● WHAT YOU NEED TO DO
The full set of entries below, restated word for word and stripped of images, is the expected result.

● TASK DATA
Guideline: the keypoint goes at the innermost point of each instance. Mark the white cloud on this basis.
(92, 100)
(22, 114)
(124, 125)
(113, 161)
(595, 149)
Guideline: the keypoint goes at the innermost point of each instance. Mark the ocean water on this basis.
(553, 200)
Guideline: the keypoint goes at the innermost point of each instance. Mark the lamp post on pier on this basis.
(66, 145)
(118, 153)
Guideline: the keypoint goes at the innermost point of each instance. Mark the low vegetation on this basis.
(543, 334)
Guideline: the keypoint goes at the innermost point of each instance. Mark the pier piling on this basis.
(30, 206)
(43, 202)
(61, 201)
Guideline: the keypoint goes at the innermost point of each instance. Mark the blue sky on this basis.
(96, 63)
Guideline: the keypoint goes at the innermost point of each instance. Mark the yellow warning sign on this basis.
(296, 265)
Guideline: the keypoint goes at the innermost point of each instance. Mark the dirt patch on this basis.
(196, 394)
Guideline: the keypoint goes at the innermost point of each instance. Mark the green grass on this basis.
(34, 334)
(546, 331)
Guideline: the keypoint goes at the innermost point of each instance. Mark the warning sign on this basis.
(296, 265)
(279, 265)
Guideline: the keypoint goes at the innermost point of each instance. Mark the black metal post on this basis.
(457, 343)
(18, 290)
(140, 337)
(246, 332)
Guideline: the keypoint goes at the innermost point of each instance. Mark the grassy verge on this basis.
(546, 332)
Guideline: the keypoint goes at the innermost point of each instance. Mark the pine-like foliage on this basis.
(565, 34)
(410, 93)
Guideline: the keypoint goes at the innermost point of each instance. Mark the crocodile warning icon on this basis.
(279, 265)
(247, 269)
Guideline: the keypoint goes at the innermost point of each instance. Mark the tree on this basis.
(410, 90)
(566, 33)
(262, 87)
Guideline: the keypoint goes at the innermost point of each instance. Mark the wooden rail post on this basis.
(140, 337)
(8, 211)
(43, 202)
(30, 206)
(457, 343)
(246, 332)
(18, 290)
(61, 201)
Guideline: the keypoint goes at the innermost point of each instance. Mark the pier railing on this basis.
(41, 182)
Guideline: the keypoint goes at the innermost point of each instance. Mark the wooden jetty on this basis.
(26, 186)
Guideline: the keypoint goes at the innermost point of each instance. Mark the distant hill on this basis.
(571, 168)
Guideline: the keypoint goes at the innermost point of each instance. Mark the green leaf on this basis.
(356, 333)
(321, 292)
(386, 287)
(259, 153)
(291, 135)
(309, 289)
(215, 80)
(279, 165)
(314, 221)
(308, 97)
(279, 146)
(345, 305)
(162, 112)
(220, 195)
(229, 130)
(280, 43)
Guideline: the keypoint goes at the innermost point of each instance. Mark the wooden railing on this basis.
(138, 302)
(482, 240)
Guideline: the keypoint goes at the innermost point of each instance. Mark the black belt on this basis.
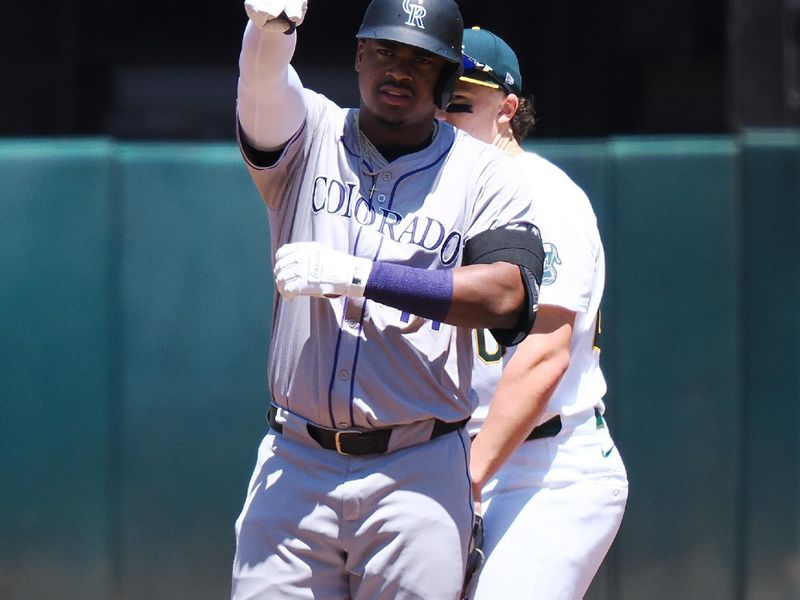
(359, 442)
(552, 427)
(549, 428)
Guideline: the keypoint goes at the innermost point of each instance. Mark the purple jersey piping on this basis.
(336, 351)
(410, 173)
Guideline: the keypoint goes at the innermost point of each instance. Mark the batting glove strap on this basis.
(311, 269)
(283, 15)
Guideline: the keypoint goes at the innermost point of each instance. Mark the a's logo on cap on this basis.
(415, 12)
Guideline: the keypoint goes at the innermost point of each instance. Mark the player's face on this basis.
(396, 83)
(476, 109)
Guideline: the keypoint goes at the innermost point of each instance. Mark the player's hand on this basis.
(268, 14)
(311, 269)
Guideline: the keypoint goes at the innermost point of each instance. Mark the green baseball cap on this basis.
(489, 61)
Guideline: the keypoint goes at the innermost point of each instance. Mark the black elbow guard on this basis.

● EXPECTED OUTPUT
Guideline: the keypoint goes at the innermost point of each instance. Mark the white cloud on this basis.
(92, 100)
(22, 114)
(124, 125)
(113, 161)
(595, 149)
Guideline: the keypoint goes at the innermost point of each instance. Mark the ocean water on this basis.
(553, 200)
Guideline: the keypoint goes at the innermost point of each instance. Mark the lamp post on pier on this basis.
(66, 145)
(118, 153)
Guideline: the keypoint goes at the innermost point of each instance. Mark the low vegetation on this basis.
(543, 334)
Guideline: the keypoint goes at the innermost point of each instance. Mark the pier piling on this basis.
(30, 206)
(43, 202)
(61, 201)
Guideline: the keypoint goes at the innermost point of each instance. Mark the blue sky on this basis.
(96, 63)
Guideline: the keypoint goes at the innermost point of each instance. Mark the yellow warning sign on this basis.
(296, 265)
Guideline: the keypoint goes at the innermost point of each instance. Mark the dirt patch on this basis.
(196, 394)
Guideline: the keypoint goes at the innermost point of each instance. Mark the green grass on this basis.
(34, 334)
(546, 331)
Guideline: the keypoint goes at the innermost point of each instance. Mark the warning sign on this basis.
(296, 265)
(279, 265)
Guideline: the keypoint goes at the innermost point of each instance. Mark the black metal post on this basis.
(457, 343)
(18, 290)
(140, 337)
(246, 332)
Guideline: the keypoint goes at the innermost point of each instance. Mark the grassy verge on this basis.
(546, 332)
Guideline: the keypoint goes at the innermost point of each instance. Mark the pine-like foliage on this basis.
(565, 34)
(410, 93)
Guideline: the keypoint goes at the innermost point of each instance. Mark the crocodile warning icon on this basis.
(279, 265)
(247, 269)
Guideline: the keypoint goes at the innermost point of each instance. Mark the tree on this basis.
(410, 90)
(566, 33)
(262, 87)
Guideline: the keypoint goes at the innermost point of each instance. Mark the wooden rail post on this basis.
(140, 337)
(8, 211)
(43, 202)
(30, 206)
(457, 343)
(246, 332)
(18, 290)
(61, 201)
Guideline: the keypoint goes at the innermost point of each instance. Mark the pier railing on this basis.
(41, 182)
Guideline: the keypoint goes at the innermost point of each instance. Mark the wooden jetty on this basis.
(26, 186)
Guideline: the keypoint goes at the innermost point of each instance. Mark the distant hill on this basis.
(571, 168)
Guideline: the keypoint goes at the innermost point of each instance. Mark the green leaf on this basis.
(356, 333)
(321, 292)
(386, 287)
(259, 153)
(291, 135)
(309, 289)
(215, 80)
(279, 165)
(314, 221)
(308, 97)
(279, 146)
(345, 305)
(162, 112)
(220, 195)
(229, 130)
(280, 43)
Guideline: the keypoint goes at the innermost point of each instance. Mark the wooden railing on this basis.
(138, 302)
(482, 240)
Guideline: the keypoint goes at the innermost point of each instance. Mark the black belt on this basis.
(359, 442)
(552, 427)
(549, 428)
Guideline: the keypoint goes at the innermost point of each instance. Mark the purple jersey piping on this basis.
(336, 351)
(410, 173)
Guideline: the keypoint goes at the innermost point of each instance. Mark the batting glove strap on this basis.
(311, 269)
(283, 15)
Guideline: the keypoint goes at the innermost point of each instance. Mark the a's logo on cap on this basis.
(415, 12)
Guideline: the keypoint goes at the innermost point of each instance. Mark the player's face on this basis.
(396, 83)
(476, 109)
Guideline: the keypoint goes at the innermost point of each instance. Mark the player's hand on this basis.
(268, 14)
(311, 269)
Guideline: the keypoint goes at the innermost point of each instance. Mark the green baseball cap on this basis.
(489, 61)
Guideline: the keypoint goes at the innermost point of each instance. Mark the black elbow guard on this basis.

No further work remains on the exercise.